→ **Requirements**:
From the records that follow, copy each line containing the word "girl".

→ **Records**:
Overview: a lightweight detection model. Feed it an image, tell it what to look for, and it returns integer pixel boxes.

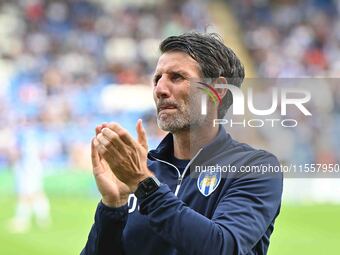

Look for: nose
[154,75,171,99]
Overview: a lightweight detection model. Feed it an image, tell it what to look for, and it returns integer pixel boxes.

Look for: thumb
[136,119,148,151]
[91,138,100,169]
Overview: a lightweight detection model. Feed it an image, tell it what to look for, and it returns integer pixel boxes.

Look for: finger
[136,119,148,150]
[100,128,127,152]
[96,122,107,135]
[91,138,100,168]
[93,136,111,161]
[107,122,135,146]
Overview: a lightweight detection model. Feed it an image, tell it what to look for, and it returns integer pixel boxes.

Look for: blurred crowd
[228,0,340,163]
[228,0,340,78]
[0,0,340,180]
[228,0,340,202]
[0,0,207,171]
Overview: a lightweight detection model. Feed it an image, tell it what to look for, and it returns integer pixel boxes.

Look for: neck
[173,125,218,159]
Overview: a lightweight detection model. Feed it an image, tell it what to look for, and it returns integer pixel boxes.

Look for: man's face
[153,52,206,133]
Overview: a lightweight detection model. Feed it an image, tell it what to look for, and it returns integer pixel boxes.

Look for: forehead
[155,51,200,76]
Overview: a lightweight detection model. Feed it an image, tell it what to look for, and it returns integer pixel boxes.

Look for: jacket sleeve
[80,202,128,255]
[140,153,282,255]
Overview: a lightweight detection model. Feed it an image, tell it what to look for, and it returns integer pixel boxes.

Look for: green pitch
[0,171,340,255]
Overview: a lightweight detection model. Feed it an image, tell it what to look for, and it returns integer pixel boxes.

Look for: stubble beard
[157,99,205,134]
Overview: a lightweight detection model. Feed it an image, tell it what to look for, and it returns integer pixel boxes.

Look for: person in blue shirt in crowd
[81,32,282,255]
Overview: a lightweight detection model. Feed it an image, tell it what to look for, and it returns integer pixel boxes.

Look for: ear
[214,76,228,100]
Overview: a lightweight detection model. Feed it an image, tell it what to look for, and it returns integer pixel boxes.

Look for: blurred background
[0,0,340,255]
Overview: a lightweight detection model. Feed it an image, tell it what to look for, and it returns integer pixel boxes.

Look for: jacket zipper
[150,148,203,196]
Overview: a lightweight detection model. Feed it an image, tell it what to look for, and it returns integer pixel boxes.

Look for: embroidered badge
[197,172,221,197]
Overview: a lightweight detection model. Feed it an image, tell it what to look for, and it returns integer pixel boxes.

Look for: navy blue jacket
[81,128,282,255]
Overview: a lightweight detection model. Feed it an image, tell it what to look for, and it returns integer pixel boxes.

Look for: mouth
[158,105,177,113]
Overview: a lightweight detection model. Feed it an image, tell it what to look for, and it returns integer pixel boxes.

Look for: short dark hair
[159,32,244,119]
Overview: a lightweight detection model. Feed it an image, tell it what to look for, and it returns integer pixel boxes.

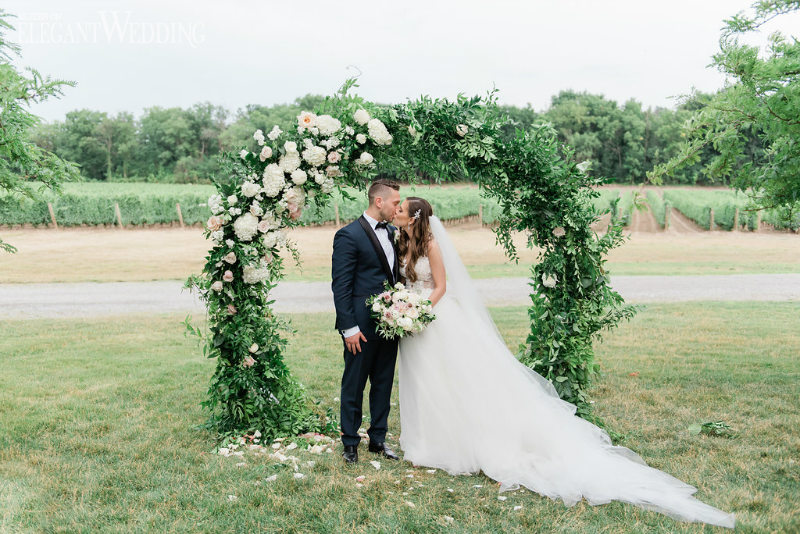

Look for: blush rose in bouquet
[367,282,436,339]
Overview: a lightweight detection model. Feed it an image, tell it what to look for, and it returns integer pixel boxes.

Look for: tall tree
[0,9,79,252]
[648,0,800,217]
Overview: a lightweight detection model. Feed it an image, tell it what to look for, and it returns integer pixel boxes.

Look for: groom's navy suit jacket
[331,216,399,339]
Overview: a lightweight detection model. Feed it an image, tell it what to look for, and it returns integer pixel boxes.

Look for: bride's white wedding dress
[399,217,734,528]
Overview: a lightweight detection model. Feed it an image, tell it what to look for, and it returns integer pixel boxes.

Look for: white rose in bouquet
[233,211,258,241]
[317,115,342,135]
[367,119,392,145]
[292,169,308,185]
[242,182,261,198]
[303,146,325,167]
[353,109,370,126]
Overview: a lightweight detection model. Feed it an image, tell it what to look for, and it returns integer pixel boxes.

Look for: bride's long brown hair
[397,197,433,282]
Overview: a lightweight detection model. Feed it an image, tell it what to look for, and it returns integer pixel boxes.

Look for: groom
[331,180,400,464]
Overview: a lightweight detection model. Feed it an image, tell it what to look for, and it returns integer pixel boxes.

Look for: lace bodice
[400,256,433,298]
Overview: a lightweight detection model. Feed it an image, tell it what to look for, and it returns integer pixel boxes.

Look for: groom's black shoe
[369,441,400,460]
[342,445,358,464]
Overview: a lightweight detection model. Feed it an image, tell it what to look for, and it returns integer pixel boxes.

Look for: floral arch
[186,79,633,439]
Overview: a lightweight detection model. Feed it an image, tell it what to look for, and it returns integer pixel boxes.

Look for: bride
[394,197,734,528]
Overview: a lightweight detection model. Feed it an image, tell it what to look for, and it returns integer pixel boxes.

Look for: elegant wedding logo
[14,11,206,48]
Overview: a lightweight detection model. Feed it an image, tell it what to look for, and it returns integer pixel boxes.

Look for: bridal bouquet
[367,282,436,339]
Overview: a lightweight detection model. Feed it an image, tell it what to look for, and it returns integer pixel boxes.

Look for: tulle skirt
[399,296,734,528]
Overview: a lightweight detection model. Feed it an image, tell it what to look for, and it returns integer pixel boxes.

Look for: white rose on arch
[356,152,375,165]
[317,115,342,136]
[297,111,317,130]
[292,169,308,185]
[303,146,326,167]
[233,211,258,241]
[242,182,261,198]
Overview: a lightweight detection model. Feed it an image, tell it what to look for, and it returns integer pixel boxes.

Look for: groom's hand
[344,332,367,354]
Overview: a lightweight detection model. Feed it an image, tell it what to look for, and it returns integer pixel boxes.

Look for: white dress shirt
[342,212,394,337]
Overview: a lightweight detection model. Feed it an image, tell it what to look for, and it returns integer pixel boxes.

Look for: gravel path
[0,274,800,319]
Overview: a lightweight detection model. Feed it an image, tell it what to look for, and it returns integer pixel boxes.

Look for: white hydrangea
[233,211,258,241]
[258,211,281,234]
[367,119,392,145]
[303,146,326,167]
[317,115,342,135]
[250,200,264,217]
[356,152,375,165]
[278,151,300,173]
[242,182,261,198]
[242,260,269,284]
[283,186,306,206]
[292,169,308,185]
[208,195,223,215]
[253,130,264,146]
[353,109,370,126]
[264,163,286,197]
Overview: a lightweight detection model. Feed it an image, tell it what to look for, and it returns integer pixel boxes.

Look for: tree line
[31,91,761,184]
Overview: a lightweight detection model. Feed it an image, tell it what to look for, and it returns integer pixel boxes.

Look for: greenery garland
[186,79,633,439]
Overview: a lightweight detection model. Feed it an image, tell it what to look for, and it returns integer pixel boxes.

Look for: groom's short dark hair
[367,178,400,206]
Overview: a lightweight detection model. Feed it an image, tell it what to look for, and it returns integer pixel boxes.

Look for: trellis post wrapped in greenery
[187,80,633,439]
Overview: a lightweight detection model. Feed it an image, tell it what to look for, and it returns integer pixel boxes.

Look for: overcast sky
[3,0,800,120]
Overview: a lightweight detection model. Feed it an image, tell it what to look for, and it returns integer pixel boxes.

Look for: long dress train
[399,218,735,528]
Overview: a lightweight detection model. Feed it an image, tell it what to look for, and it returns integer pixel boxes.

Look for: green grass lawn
[0,303,800,533]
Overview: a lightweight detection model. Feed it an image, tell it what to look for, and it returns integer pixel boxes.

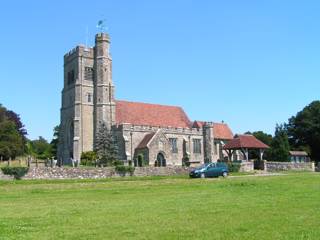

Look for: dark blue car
[189,163,229,178]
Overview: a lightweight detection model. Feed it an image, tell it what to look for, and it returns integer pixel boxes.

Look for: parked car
[189,163,229,178]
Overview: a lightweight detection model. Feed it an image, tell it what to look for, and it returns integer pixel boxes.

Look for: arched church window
[87,93,92,102]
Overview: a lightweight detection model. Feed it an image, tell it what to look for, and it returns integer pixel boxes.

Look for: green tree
[0,104,24,159]
[0,120,24,159]
[287,101,320,162]
[95,123,118,166]
[30,136,52,159]
[271,124,290,162]
[81,151,97,166]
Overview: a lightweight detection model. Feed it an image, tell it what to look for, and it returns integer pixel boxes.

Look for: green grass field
[0,173,320,240]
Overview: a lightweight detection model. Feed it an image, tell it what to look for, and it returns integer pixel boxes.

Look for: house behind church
[58,33,233,166]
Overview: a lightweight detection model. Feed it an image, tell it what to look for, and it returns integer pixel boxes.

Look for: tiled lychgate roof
[116,101,191,128]
[223,134,269,149]
[289,151,308,156]
[192,121,233,140]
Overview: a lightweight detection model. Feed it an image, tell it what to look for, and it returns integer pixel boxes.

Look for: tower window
[193,139,201,153]
[84,67,93,81]
[87,93,92,102]
[68,70,74,85]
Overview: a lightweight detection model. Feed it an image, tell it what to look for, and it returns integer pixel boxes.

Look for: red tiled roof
[192,121,233,140]
[213,123,233,140]
[137,133,156,149]
[289,151,308,156]
[116,101,191,128]
[223,134,269,149]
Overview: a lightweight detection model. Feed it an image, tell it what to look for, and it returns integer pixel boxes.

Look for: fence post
[263,160,268,172]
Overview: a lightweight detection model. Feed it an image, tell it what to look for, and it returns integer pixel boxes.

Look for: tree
[286,101,320,162]
[0,104,24,159]
[271,124,290,162]
[81,151,97,166]
[0,104,27,159]
[30,136,52,159]
[6,110,28,140]
[95,123,118,166]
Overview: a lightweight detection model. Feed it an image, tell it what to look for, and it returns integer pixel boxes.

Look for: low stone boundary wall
[0,166,193,179]
[264,161,315,172]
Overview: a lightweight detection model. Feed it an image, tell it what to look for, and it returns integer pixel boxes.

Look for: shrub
[81,151,97,166]
[115,165,134,176]
[1,167,29,180]
[228,162,241,172]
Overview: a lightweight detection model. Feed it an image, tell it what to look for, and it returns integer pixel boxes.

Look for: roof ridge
[115,100,183,110]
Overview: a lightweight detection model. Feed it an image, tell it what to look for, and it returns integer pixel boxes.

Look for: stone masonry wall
[15,166,192,179]
[264,161,315,172]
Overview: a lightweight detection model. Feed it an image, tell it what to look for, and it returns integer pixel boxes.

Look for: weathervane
[97,19,108,32]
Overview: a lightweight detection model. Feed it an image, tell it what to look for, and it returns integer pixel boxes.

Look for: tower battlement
[64,45,94,62]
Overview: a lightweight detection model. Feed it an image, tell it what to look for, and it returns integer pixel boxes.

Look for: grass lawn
[0,173,320,240]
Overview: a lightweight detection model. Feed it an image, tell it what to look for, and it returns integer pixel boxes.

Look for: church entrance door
[156,153,167,167]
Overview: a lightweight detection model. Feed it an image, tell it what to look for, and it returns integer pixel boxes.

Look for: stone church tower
[58,33,116,163]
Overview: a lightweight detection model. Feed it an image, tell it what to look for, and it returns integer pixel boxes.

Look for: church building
[58,33,233,167]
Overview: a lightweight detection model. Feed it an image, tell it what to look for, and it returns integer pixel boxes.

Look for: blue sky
[0,0,320,140]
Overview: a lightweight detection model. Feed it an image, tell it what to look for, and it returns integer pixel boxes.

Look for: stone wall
[0,166,192,179]
[264,161,315,172]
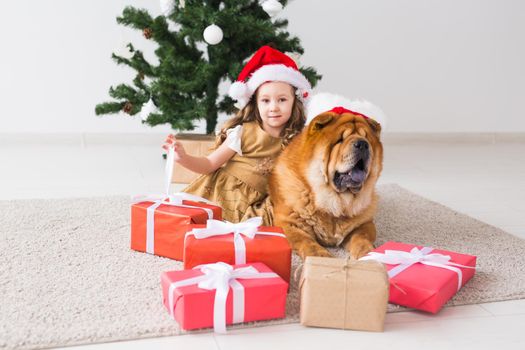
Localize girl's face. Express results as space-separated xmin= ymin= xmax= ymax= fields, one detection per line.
xmin=257 ymin=81 xmax=295 ymax=136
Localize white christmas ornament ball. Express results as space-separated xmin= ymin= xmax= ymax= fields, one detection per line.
xmin=202 ymin=24 xmax=223 ymax=45
xmin=262 ymin=0 xmax=283 ymax=17
xmin=160 ymin=0 xmax=175 ymax=16
xmin=113 ymin=43 xmax=135 ymax=60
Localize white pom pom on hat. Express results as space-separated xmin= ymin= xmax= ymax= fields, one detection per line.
xmin=228 ymin=46 xmax=312 ymax=109
xmin=306 ymin=92 xmax=387 ymax=130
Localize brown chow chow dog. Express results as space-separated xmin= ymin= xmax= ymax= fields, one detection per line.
xmin=269 ymin=107 xmax=383 ymax=260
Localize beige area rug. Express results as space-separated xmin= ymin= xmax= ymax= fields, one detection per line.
xmin=0 ymin=185 xmax=525 ymax=349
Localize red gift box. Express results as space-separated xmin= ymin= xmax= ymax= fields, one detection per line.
xmin=131 ymin=193 xmax=222 ymax=260
xmin=161 ymin=262 xmax=288 ymax=332
xmin=184 ymin=217 xmax=292 ymax=282
xmin=362 ymin=242 xmax=476 ymax=313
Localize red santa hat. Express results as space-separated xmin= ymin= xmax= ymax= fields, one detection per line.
xmin=306 ymin=93 xmax=387 ymax=130
xmin=228 ymin=46 xmax=312 ymax=109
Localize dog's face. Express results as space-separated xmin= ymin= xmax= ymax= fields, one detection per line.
xmin=308 ymin=112 xmax=383 ymax=195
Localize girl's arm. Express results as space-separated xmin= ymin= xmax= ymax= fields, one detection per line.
xmin=162 ymin=135 xmax=236 ymax=174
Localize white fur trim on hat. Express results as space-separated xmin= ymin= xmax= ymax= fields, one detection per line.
xmin=306 ymin=92 xmax=387 ymax=130
xmin=228 ymin=64 xmax=312 ymax=109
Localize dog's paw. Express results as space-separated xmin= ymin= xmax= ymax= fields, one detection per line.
xmin=350 ymin=239 xmax=374 ymax=260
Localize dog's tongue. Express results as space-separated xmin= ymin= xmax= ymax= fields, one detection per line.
xmin=350 ymin=169 xmax=365 ymax=183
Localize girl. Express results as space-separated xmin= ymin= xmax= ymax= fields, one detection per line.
xmin=163 ymin=46 xmax=311 ymax=226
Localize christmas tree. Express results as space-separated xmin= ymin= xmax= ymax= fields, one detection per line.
xmin=95 ymin=0 xmax=321 ymax=133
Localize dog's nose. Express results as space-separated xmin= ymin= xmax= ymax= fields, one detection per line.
xmin=354 ymin=140 xmax=368 ymax=150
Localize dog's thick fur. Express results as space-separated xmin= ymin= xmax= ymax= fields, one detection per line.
xmin=269 ymin=112 xmax=383 ymax=259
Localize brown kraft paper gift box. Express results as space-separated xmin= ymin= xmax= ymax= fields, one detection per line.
xmin=300 ymin=256 xmax=389 ymax=332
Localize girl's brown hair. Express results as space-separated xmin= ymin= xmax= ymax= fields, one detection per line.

→ **Output below**:
Localize girl's face. Express results as space-separated xmin= ymin= xmax= ymax= fields, one detection per line.
Localize girl's arm. Express results as space-separated xmin= ymin= xmax= ymax= fields, one detection per line.
Localize girl. Express results as space-separated xmin= ymin= xmax= ymax= fields, one detection per line.
Localize girl's brown hair. Express results as space-separated xmin= ymin= xmax= ymax= fields, one detection per line.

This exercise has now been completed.